■ **Instructions for the task**: The response should contain every entry, reproduced exactly.
----
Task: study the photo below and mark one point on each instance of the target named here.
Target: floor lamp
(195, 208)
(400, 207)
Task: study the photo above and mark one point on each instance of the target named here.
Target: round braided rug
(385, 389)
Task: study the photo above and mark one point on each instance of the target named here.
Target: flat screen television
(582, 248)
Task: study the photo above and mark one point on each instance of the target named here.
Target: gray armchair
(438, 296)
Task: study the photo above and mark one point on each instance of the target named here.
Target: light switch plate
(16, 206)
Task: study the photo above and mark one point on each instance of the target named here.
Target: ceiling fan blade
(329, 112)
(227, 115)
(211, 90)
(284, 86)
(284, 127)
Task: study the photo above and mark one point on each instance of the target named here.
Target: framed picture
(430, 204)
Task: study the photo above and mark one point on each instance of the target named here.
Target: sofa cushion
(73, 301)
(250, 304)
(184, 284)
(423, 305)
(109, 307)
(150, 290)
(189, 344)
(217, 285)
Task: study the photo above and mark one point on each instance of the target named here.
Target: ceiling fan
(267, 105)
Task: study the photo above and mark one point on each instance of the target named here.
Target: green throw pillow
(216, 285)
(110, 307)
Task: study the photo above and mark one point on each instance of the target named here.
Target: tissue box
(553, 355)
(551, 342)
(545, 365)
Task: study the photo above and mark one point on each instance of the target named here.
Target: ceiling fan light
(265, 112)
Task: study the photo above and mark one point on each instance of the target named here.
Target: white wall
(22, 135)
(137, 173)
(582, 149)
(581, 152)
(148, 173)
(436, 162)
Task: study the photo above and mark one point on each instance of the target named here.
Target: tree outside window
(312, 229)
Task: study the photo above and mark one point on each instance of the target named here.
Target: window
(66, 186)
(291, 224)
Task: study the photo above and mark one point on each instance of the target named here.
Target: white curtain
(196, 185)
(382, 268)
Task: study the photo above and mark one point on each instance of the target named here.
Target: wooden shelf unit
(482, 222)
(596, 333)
----
■ **Solution for this exercise**:
Task: study the photo below and mark one point on each instance of the target named here.
Target: floor lamp
(195, 208)
(400, 207)
Task: study the photo above and mark one point on each instance of the target named here.
Target: round braided rug
(385, 389)
Task: study the photo above and mark one point on each instance of the target named here.
Target: flat screen television
(582, 248)
Task: study the photo above and mark one point on each instance of the target named here.
Target: gray armchair
(438, 296)
Task: study the photo above and mark one point on each instance of the target named here.
Target: light switch plate
(16, 206)
Task: study the photo above and mark one point on each instance of the target named here.
Target: ceiling fan blade
(329, 112)
(227, 115)
(211, 90)
(284, 86)
(284, 127)
Task: study the photo above and mark one point on each instance of the target named here.
Target: framed picture
(430, 204)
Task: study the photo above and mark one point on each instance of the target named here.
Target: sofa cushion
(73, 301)
(250, 304)
(184, 284)
(423, 305)
(109, 307)
(150, 290)
(189, 344)
(217, 285)
Task: study the photo above and mark one point on each instance of the target named here.
Target: ceiling fan
(267, 105)
Task: study the photo above and mark one point on each instance of the target named here.
Target: green throw pillow
(216, 285)
(110, 307)
Task: study the photo above and mark one point on each instance of the target named here.
Target: tissue box
(553, 355)
(551, 342)
(545, 365)
Task: study the photo above and mark one point on each instance of the target named here.
Target: ceiling fan light
(265, 112)
Task: study the photo above and mark one point on each instance of the target named here.
Target: white wall
(22, 135)
(137, 173)
(582, 149)
(581, 152)
(148, 173)
(436, 162)
Task: study the photo above and mark one point on each instance of the target named here.
Target: tree outside window
(312, 229)
Task: study the photo above and mark one point on each instance of the target named here.
Target: window
(66, 186)
(291, 224)
Task: study the photo above and mark one point on each instance of the target named here.
Target: white curtain
(196, 185)
(382, 268)
Task: study the photo above and mark one point on each instance of the target named here.
Target: wooden shelf unit
(482, 222)
(596, 333)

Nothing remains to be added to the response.